What needs to be done:
Write out the entries, please, from the line containing "Objective — a point for each instance of the car roof" through their final line, exactly and with nothing else.

======== Exercise inputs

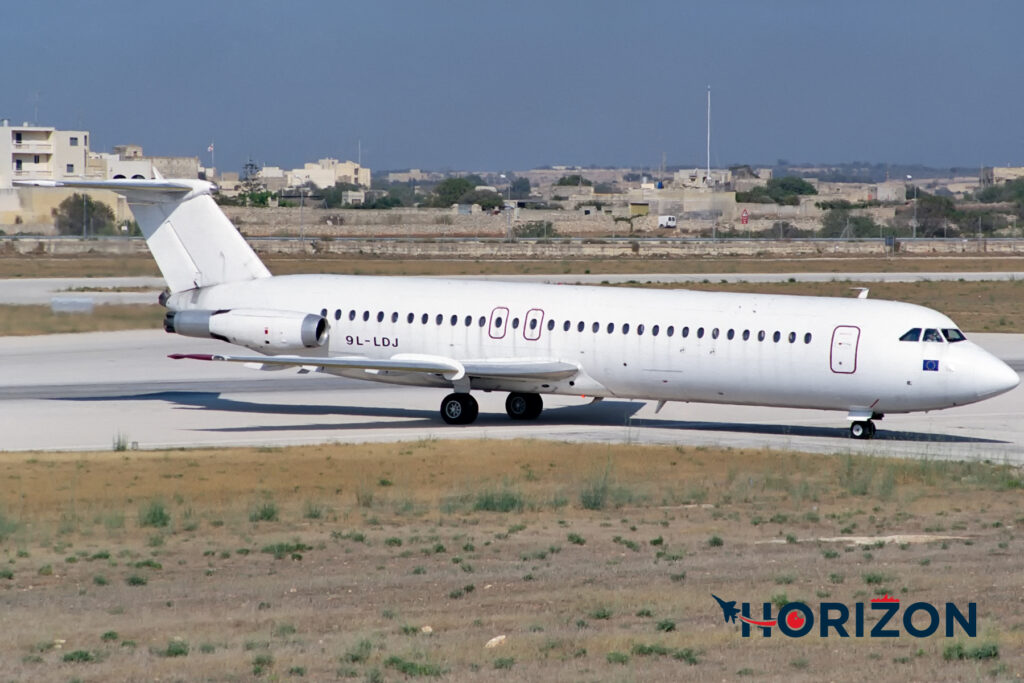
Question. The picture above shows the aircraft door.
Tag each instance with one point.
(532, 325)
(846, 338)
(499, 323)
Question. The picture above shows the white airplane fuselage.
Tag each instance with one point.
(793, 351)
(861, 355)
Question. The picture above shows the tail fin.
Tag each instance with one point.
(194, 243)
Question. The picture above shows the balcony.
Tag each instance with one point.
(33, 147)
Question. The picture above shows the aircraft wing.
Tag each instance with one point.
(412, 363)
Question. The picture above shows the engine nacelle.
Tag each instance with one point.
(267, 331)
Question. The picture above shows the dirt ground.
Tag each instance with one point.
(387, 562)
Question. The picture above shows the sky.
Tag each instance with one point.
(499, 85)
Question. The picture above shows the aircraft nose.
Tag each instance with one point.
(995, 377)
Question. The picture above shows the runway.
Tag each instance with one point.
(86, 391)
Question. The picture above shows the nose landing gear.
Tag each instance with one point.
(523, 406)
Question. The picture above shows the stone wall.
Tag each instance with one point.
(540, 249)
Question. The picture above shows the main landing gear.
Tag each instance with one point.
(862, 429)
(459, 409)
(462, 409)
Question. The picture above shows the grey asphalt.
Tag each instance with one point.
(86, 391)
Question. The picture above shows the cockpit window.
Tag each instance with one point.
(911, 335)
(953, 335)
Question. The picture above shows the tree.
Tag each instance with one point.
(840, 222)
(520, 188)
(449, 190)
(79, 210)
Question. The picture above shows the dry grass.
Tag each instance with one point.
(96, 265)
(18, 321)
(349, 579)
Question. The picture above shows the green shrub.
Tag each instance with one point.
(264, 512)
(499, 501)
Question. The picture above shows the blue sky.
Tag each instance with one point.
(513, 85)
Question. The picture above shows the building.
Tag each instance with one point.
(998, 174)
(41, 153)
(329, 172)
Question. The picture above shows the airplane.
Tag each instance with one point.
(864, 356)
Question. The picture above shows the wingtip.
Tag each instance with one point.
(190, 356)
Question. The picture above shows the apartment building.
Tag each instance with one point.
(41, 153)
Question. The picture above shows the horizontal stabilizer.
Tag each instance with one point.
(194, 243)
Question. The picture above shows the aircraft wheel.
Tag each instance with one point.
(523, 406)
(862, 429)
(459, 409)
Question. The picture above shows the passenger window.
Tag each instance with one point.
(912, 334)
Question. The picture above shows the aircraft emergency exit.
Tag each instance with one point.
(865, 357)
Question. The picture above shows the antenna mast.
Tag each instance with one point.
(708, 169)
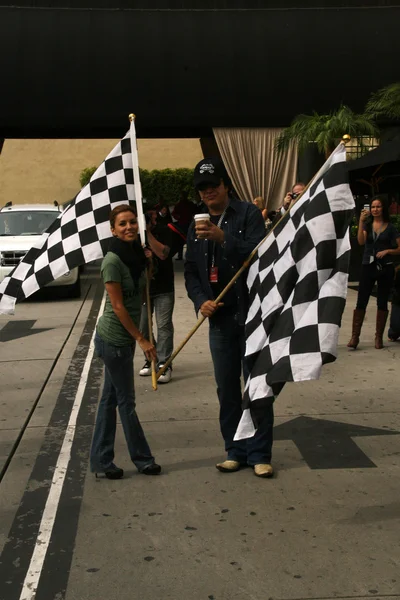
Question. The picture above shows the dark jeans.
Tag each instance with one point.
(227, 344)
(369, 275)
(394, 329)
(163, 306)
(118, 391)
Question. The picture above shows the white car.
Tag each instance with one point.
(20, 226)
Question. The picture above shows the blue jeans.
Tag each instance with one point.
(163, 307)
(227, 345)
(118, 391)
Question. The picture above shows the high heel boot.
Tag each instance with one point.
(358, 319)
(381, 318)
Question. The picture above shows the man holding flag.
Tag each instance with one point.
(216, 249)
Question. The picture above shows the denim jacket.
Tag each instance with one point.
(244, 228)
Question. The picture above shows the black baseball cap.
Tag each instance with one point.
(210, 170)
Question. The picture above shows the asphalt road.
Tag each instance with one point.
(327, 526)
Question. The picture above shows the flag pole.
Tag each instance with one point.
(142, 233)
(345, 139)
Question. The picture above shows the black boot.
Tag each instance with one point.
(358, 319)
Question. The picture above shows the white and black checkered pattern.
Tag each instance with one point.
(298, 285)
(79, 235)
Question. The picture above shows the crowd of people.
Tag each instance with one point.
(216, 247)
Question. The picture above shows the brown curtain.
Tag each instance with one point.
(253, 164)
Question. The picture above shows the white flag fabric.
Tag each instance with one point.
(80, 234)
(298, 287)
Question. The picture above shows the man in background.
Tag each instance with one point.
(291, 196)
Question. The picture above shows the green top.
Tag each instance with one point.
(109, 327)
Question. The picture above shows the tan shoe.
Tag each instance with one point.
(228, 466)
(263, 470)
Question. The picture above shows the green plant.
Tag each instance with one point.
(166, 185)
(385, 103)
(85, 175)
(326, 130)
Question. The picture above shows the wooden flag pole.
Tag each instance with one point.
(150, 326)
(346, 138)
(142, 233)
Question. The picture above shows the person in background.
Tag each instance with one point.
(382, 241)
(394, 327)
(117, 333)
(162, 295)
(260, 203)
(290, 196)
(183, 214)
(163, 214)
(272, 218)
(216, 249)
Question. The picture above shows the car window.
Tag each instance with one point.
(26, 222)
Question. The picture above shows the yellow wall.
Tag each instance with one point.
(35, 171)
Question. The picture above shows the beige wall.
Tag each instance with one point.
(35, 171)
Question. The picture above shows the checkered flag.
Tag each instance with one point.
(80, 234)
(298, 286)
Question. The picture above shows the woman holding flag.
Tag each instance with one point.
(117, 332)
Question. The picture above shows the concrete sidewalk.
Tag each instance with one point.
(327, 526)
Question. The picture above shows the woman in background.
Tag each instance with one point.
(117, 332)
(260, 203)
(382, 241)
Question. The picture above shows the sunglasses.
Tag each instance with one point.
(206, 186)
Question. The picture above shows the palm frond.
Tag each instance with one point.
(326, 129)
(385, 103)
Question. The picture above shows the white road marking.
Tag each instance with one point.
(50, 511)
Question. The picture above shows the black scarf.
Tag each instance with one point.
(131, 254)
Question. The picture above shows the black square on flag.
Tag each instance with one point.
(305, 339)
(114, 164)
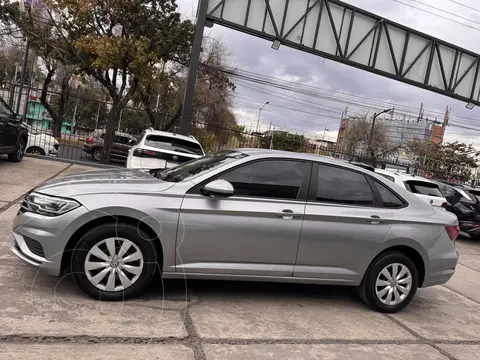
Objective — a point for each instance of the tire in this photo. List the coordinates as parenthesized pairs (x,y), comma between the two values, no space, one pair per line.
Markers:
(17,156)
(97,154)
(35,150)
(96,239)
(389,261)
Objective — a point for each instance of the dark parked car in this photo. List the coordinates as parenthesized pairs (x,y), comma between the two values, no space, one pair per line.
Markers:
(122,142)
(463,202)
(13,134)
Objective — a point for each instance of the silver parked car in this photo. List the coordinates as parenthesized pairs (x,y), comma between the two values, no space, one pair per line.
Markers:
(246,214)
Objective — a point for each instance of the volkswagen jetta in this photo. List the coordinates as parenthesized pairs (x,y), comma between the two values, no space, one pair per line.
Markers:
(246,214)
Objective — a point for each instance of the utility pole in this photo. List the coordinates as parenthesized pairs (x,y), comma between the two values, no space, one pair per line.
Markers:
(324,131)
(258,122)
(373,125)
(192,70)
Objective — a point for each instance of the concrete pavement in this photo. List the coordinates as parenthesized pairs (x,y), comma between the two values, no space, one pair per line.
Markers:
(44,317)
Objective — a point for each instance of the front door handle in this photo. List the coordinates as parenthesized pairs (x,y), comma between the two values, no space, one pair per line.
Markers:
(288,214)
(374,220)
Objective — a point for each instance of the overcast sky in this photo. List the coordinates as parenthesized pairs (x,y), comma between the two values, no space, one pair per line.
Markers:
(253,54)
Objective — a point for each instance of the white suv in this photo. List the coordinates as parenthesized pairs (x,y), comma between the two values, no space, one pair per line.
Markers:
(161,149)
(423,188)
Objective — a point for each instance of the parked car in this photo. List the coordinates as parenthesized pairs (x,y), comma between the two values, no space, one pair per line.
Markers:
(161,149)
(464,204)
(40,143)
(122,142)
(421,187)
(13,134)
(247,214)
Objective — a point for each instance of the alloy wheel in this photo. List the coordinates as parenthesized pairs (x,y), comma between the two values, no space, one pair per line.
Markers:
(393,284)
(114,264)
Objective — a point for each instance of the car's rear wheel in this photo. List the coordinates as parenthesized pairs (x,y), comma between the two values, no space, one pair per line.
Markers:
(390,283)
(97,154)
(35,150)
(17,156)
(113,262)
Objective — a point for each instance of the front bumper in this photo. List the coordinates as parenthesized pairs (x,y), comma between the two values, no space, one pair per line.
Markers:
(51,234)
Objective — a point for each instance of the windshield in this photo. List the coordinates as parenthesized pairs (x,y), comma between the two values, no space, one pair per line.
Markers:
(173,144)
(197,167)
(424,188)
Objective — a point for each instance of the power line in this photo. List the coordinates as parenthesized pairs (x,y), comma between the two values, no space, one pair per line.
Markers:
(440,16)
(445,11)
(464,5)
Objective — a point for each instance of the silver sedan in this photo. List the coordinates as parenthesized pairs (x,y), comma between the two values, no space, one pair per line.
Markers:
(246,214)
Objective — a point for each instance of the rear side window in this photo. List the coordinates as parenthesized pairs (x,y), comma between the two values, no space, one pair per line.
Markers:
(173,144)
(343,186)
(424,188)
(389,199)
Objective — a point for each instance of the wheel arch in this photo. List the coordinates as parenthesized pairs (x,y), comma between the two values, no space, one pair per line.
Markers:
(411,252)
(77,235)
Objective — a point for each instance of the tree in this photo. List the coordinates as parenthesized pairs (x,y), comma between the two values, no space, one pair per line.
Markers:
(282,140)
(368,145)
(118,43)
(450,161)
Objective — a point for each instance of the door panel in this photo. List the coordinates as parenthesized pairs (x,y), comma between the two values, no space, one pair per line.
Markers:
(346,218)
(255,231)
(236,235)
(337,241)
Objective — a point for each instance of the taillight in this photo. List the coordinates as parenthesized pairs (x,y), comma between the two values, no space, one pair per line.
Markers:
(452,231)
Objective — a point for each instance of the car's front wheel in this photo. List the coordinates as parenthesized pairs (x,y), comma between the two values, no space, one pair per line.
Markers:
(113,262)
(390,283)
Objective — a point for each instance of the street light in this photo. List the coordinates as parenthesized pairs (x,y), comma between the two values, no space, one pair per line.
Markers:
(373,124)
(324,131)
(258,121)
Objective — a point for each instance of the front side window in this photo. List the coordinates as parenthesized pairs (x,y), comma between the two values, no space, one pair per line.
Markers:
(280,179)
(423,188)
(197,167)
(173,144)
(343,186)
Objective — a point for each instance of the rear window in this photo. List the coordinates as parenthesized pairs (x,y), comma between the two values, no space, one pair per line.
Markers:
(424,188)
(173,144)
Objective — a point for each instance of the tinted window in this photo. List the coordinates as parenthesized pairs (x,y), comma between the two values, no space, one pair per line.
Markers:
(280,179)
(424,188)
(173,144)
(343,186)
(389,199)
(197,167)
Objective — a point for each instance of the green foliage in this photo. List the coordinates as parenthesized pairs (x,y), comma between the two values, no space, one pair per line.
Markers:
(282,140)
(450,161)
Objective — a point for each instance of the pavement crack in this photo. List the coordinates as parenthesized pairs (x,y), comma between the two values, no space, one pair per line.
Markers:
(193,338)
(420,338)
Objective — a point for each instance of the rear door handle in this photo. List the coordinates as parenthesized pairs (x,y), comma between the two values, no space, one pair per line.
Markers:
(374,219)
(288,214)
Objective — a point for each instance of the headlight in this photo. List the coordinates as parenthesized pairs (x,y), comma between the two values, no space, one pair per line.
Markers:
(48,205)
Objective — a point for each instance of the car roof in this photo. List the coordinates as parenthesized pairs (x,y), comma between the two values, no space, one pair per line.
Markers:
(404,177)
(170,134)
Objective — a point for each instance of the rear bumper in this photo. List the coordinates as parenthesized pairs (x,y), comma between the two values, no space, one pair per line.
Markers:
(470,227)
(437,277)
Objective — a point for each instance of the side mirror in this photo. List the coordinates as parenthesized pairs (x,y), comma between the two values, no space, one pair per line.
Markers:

================

Response below:
Objective — a point for each instance of the car roof in this photo. List the coordinates as parenthesized pairs (x,y), comma between the two values, no space, one pair per line.
Markers:
(404,177)
(170,134)
Objective — a point for each instance of the rear bumper in this photo. List the coordinates as parenthesized pairs (x,y), comma between the two values, no space, one pair per line.
Markers:
(470,227)
(437,277)
Objective — a point for each instance of the side mirror in this photo. List the coordinates as parenthesized pairs (x,y), comma between the two values, no space, one pair per line.
Markers:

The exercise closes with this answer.